Will that be an option in addition to --zpaq --bzip2 --gzip --lzo --lzma?

ckolivas commented 7 years ago

No, as the rate limiting step with the faster compressors is the rzip first part. Speeding up the 2nd stage compression has no effect on overall speed.

ckolivas commented 3 years ago

Will reconsider for later version now as it will introduce an incompatibility issue with existing versions.

pete4abw commented 3 years ago

You can always do lrzip -n and feed the output to zstd. IMHO adding another compressor that does not improve overall compression is regressive. In fact, using lrzip -L4 is just about as fast as bzip and gzip and provides better compression Remember lrzip's mission. See These Test Comparison Results

mirh commented 3 years ago

Idk about lrzip's mission, but it seems dumb to still make comparisons with bzip/deflate (and also probably PAQ, but at least that still hasn't been fully Pareto'd yet). The kernel is even planning to remove them now that zstd is a thing.

ckolivas commented 3 years ago

I said nothing about a mission.
◆ ◆ ◆ ◆
— EXERCISE INSTRUCTIONS —
A. Answer these questions about the lrzip thread above, one line each:
(i) According to ckolivas, what is the rate-limiting step with the faster compressors?
(ii) What command does pete4abw suggest running before feeding the output to zstd?
(iii) Which lrzip option does pete4abw call about as fast as bzip and gzip?
B. Retype the stretch of the lrzip thread from "Will that be" through "with existing versions.".
C. Continue the lrzip thread on zstd support from its last sentence.
Nothing in the data that follows is needed for these tasks.

— RAW RECORDS —
◆ ◆ ◆ ◆
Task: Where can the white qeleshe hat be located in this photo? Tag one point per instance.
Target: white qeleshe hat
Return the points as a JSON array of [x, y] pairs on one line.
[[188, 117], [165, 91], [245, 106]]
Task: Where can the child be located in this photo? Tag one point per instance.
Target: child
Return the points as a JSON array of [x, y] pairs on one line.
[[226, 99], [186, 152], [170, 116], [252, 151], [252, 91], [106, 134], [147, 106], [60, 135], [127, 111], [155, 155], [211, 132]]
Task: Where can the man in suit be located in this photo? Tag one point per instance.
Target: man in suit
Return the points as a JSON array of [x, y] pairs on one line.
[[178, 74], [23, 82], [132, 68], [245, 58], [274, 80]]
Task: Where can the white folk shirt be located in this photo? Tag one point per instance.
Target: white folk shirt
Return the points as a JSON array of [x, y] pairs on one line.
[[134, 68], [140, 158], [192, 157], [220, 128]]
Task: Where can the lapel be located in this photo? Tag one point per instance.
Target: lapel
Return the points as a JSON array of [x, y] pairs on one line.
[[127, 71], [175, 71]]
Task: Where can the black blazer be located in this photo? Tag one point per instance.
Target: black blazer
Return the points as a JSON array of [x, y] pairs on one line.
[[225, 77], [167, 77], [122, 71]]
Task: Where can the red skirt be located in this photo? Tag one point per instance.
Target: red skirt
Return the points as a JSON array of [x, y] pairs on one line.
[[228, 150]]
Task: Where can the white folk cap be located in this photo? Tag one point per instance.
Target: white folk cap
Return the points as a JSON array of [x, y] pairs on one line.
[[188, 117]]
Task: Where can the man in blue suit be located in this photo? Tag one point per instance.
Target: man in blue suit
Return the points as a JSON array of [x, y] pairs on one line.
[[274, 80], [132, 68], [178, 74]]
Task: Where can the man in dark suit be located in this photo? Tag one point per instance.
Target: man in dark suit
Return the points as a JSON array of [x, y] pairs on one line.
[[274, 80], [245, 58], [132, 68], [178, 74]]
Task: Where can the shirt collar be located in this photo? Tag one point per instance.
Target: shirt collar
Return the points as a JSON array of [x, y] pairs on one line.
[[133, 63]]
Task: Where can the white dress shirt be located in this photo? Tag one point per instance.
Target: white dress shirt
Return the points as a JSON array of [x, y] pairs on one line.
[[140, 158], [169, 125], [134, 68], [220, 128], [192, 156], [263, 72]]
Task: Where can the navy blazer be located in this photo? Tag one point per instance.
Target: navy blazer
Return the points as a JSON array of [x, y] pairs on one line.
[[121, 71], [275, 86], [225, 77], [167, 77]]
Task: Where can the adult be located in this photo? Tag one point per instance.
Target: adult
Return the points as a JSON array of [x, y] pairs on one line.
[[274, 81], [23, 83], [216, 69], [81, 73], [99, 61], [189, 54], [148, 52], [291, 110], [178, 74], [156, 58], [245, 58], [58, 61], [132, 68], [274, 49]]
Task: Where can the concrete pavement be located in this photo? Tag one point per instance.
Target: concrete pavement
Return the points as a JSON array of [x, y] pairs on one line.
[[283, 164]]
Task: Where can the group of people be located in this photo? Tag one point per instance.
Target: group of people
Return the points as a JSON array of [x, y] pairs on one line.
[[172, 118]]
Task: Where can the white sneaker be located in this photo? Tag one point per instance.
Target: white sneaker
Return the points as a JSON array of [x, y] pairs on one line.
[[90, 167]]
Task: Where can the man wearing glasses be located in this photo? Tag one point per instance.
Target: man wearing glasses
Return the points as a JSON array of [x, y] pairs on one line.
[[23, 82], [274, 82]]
◆ ◆ ◆ ◆
— ANSWERS GIVEN —
A.
(i) The rzip first part.
(ii) lrzip -n
(iii) lrzip -L4

B.
Will that be an option in addition to --zpaq --bzip2 --gzip --lzo --lzma?

ckolivas commented 7 years ago

No, as the rate limiting step with the faster compressors is the rzip first part. Speeding up the 2nd stage compression has no effect on overall speed.

ckolivas commented 3 years ago

Will reconsider for later version now as it will introduce an incompatibility issue with existing versions.

C.
pete4abw commented 3 years ago

I said nothing about a mission. I did. Poor choice of words. Intent perhaps w/b better. Provide better compression. Anyway, gzip and bzip2 are going nowhere. Adding a new method that is no better makes little sense. Zpaq made sense since it can be superior to lzma. JM2C

mirh commented 3 years ago

No better? I'm not sure I underlined enough how zstd is better in all metrics in all possible cases than bzip (maybe also deflate, but I cannot remember a graph covering all the spectrum of options there)

ckolivas commented 3 years ago

I guess you're missing his point as well. Neither Bzip2 nor deflate is used by default ever - at all - on lrzip, unless the user goes out of their way to choose it, and no one would today. Where I see it offering a use case is as an alternative to when users choose lzo for fast compression, zstd will offer similar speeds but better compression.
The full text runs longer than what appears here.